• Instruction:
Print, unchanged, the stretch of the material below from the line containing "Where can the dark" through the line containing "<point>691,395</point>", including both of those lines and nothing else.
— START OF Data to use —
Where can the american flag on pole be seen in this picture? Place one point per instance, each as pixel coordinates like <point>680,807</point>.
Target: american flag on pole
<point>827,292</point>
— END OF Data to use —
— START OF Data to use —
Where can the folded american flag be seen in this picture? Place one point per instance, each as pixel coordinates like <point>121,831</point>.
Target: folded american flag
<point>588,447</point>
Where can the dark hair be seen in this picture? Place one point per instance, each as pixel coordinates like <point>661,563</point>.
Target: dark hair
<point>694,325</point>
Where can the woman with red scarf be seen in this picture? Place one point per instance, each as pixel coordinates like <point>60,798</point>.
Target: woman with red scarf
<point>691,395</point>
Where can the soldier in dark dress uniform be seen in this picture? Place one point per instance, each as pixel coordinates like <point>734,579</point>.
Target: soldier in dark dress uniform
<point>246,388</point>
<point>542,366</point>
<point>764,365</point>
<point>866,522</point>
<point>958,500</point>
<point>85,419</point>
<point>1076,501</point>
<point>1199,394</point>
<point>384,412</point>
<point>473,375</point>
— END OF Data to use —
• Reply:
Where can the dark hair be seen in this picture? Place one point per instance, each as pixel coordinates like <point>661,563</point>.
Target: dark hair
<point>694,325</point>
Where can the woman with red scarf be seen in this picture? Place one point per instance, each as pixel coordinates like <point>60,798</point>.
Target: woman with red scarf
<point>691,395</point>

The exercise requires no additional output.